ESERCIZIO SCRITTO 1 -> Modifica il commento a Giovanni 3: riscrivi il brano che si apre con le parole contenenti "Giovanni 3:14 E" e si chiude con "la vita eterna.", mettendo "serpente di bronzo" al posto di "serpente".
ESERCIZIO SCRITTO 2 -> Come si può riassumere in un elenco puntato il paragrafo del commento a Giovanni 3 che comincia con «Il v. 13 si apre», conservandone i fatti principali?

ESTRATTO DEL DOCUMENTO ->
---

Giovanni 3:14 E come Mosè innalzò il serpente nel deserto, così bisogna che sia innalzato il Figlio dell'uomo,
Giovanni 3:15 perché chiunque crede in lui abbia la vita eterna».
Giovanni 3:16 Dio infatti ha tanto amato il mondo da dare il suo Figlio unigenito, perché chiunque crede in lui non muoia, ma abbia la vita eterna.
Il v. 13 si apre con il verbo “anabébēken” (è salito); si tratta di un perfetto indicativo, che per la sua natura indica uno stato presente, quale conseguenza di un'azione passata, che qui Giovanni pone come esclusiva del Figlio dell'uomo: “nessuno è mai salito al cielo, fuorché...”. Quel “nessuno” toglie di mezzo ogni possibile concorrenza o confronto con il Figlio dell'uomo, assegnandogli una posizione unica. Il Figlio dell'uomo, dunque, è colto nel suo stato di glorificazione definitiva, come colui che è già salito al cielo e lo è in modo definitivo e permanente a seguito di un evento passato, accaduto qui nella storia e che viene specificato nel seguente v. 14.
Se la prima parte del v. 13 contempla l'evento unico ed esclusivo della glorificazione del Figlio dell'uomo, esaltandone in tal modo la divinità, la seconda parte lo coglie agli inizi della sua avventura terrena, cioè nel suo discendere, con chiaro riferimento alla sua incarnazione. Il verbo “katabás” (disceso), infatti, è un participio passato aoristo, che esprime l'accadere di un evento colto nel suo iniziale apparire temporale.

---

ESTRATTI DEI RECORD ->
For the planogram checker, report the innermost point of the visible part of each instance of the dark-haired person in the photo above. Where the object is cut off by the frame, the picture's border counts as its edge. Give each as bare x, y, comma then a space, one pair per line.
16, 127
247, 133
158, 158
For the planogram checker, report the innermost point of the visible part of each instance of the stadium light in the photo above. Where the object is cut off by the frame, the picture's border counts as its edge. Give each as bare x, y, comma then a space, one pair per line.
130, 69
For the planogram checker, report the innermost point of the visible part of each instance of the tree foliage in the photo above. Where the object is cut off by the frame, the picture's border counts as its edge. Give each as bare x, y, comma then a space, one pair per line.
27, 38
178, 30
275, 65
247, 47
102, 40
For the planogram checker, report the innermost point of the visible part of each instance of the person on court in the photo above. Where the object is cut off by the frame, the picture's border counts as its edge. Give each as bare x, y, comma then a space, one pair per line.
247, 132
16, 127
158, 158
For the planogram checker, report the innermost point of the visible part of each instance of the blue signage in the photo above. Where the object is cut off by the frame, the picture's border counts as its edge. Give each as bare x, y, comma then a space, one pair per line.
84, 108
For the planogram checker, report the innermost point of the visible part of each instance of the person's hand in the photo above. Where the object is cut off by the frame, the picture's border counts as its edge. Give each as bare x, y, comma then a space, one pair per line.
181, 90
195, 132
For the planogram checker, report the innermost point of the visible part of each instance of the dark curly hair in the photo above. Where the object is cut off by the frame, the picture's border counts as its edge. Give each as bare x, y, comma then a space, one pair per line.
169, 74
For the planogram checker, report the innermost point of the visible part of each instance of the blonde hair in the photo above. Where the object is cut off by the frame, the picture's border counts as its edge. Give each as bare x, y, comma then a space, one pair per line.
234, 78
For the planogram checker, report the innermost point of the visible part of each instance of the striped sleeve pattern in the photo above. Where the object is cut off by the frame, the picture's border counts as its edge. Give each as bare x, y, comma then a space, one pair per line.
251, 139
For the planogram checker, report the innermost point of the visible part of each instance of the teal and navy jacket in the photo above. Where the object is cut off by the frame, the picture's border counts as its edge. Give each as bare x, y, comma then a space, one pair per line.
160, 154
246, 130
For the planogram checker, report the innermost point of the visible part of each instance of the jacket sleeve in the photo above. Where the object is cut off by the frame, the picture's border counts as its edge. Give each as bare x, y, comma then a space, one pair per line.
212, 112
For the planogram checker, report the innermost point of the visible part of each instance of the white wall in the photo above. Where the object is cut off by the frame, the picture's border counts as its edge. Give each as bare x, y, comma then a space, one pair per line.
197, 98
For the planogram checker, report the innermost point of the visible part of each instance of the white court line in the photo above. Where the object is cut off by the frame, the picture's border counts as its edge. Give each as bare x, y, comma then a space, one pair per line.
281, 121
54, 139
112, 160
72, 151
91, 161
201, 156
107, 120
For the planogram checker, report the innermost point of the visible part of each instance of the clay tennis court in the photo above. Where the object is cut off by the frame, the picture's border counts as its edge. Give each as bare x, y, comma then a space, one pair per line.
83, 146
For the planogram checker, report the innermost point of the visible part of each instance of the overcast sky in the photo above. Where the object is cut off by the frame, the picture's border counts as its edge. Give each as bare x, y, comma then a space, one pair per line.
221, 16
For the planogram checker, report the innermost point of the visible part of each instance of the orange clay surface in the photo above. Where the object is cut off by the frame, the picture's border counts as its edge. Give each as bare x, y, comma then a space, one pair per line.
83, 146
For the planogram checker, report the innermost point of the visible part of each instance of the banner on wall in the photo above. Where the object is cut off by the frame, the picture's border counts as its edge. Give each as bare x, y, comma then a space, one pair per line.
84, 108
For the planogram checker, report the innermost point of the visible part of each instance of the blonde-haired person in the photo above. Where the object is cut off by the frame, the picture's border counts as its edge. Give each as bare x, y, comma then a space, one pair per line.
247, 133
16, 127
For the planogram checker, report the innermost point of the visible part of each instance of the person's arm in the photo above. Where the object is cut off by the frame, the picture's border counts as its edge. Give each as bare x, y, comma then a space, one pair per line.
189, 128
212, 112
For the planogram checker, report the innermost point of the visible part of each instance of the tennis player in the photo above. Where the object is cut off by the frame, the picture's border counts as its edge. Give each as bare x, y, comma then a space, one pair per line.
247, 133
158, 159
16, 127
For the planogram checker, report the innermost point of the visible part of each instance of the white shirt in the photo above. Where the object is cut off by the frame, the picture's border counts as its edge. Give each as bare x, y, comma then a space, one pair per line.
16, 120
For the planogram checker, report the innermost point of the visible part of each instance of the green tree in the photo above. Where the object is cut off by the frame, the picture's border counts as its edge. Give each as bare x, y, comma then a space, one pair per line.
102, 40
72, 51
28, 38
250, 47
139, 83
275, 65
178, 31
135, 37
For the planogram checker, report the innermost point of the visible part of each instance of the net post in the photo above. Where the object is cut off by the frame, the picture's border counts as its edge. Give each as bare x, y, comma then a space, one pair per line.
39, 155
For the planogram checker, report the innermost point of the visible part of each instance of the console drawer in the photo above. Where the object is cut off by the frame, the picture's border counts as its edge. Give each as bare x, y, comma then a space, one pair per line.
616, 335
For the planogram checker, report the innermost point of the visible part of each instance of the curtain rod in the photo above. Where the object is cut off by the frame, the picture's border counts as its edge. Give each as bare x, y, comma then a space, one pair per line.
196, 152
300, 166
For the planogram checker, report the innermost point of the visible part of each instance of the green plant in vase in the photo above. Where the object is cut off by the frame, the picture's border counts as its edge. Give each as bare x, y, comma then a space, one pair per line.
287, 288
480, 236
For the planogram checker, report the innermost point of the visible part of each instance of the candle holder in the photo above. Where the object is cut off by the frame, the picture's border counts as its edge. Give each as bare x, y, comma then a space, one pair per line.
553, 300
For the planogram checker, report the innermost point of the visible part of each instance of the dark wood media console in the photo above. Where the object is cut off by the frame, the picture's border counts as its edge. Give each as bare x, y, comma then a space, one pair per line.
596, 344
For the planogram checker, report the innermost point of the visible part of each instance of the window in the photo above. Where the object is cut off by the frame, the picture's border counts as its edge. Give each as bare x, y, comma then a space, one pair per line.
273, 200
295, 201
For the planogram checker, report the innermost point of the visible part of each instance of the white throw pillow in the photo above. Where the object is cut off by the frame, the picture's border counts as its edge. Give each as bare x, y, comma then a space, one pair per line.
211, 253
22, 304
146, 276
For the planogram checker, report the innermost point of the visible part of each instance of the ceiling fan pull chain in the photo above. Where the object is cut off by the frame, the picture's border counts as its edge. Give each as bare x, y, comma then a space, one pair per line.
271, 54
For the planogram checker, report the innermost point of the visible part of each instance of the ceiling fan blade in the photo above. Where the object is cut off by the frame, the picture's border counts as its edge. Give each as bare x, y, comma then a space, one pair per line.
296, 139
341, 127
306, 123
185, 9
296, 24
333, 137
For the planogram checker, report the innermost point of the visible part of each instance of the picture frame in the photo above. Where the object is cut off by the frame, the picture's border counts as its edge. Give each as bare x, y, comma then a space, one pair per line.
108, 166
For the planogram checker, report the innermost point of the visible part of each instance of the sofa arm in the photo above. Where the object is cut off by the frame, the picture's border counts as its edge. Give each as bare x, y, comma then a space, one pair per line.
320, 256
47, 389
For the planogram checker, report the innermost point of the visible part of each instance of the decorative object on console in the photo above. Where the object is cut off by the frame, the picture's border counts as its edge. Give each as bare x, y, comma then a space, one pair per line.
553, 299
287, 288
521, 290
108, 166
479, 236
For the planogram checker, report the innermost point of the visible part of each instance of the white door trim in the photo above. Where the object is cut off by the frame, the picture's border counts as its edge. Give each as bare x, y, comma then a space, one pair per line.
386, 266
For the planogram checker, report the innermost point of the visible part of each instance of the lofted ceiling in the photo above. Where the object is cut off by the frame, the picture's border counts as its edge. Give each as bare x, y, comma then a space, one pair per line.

---

RISPOSTA COMPLETA 1 ->
Giovanni 3:14 E come Mosè innalzò il serpente di bronzo nel deserto, così bisogna che sia innalzato il Figlio dell'uomo,
Giovanni 3:15 perché chiunque crede in lui abbia la vita eterna».
Giovanni 3:16 Dio infatti ha tanto amato il mondo da dare il suo Figlio unigenito, perché chiunque crede in lui non muoia, ma abbia la vita eterna.

RISPOSTA COMPLETA 2 ->
- Il v. 13 si apre con il verbo «anabébēken» (è salito). È un perfetto indicativo, che indica uno stato presente come conseguenza di un'azione passata.
- Giovanni presenta questa azione come esclusiva del Figlio dell'uomo: «nessuno è mai salito al cielo, fuorché...».
- Quel «nessuno» toglie di mezzo ogni concorrenza o confronto e assegna al Figlio dell'uomo una posizione unica.
- Il Figlio dell'uomo è colto nel suo stato di glorificazione definitiva. È già salito al cielo in modo definitivo e permanente.
- Questo stato segue a un evento passato, accaduto nella storia e specificato nel v. 14.